◆ PROBLEM TO WORK ON
Starting at the line that contains "</instance>", copy each line through the end of the listing below. Include both ends and output nothing more.

*** STORED DATA ***

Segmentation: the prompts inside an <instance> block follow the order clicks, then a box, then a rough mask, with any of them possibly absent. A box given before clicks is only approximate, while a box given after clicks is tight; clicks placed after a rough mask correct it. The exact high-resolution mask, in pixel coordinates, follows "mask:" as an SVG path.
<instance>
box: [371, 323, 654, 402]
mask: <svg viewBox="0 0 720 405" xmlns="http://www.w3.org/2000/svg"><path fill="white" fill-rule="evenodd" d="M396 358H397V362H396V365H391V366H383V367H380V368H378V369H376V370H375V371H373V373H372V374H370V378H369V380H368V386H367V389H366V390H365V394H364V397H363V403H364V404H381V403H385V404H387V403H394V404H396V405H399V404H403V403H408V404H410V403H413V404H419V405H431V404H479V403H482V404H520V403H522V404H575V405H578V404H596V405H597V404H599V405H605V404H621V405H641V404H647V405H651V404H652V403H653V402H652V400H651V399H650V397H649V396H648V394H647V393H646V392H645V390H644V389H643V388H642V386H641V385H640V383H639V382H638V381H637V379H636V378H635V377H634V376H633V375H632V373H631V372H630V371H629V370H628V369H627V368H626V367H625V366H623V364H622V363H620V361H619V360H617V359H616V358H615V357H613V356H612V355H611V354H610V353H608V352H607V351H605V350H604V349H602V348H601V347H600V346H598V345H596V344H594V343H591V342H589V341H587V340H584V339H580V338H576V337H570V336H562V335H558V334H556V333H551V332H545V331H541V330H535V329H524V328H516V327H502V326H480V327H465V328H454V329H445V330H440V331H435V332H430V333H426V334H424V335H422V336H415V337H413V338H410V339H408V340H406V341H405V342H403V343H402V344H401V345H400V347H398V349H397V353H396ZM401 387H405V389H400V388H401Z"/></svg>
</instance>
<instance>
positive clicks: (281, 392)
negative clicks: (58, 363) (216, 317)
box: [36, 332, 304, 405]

*** End of STORED DATA ***

◆ EXERCISE RESULT
</instance>
<instance>
positive clicks: (281, 392)
negative clicks: (58, 363) (216, 317)
box: [36, 332, 304, 405]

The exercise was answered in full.